Request – Which lines in the data below contain the word "flower"? Sift them out and copy each one.

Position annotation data
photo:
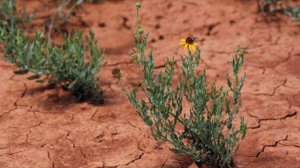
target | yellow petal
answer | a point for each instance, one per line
(182, 43)
(186, 46)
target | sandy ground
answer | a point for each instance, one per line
(47, 129)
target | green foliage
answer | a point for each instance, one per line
(206, 133)
(72, 65)
(277, 6)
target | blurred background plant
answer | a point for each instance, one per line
(73, 65)
(207, 132)
(279, 6)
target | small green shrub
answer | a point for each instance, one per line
(277, 6)
(207, 133)
(72, 65)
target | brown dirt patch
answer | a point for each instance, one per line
(45, 129)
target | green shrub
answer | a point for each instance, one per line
(207, 133)
(72, 65)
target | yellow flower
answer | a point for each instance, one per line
(189, 43)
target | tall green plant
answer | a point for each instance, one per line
(73, 65)
(206, 133)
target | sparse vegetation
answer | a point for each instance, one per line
(73, 65)
(206, 132)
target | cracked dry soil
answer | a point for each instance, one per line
(43, 128)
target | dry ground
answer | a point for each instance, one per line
(47, 129)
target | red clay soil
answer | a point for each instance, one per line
(47, 129)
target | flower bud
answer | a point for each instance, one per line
(138, 5)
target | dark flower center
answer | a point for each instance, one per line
(190, 40)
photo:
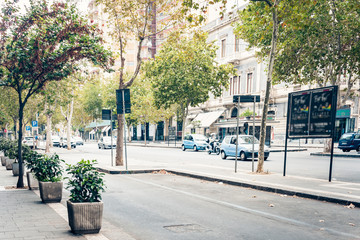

Response to this task –
target | yellow flower
target | flower bud
target | dark flower center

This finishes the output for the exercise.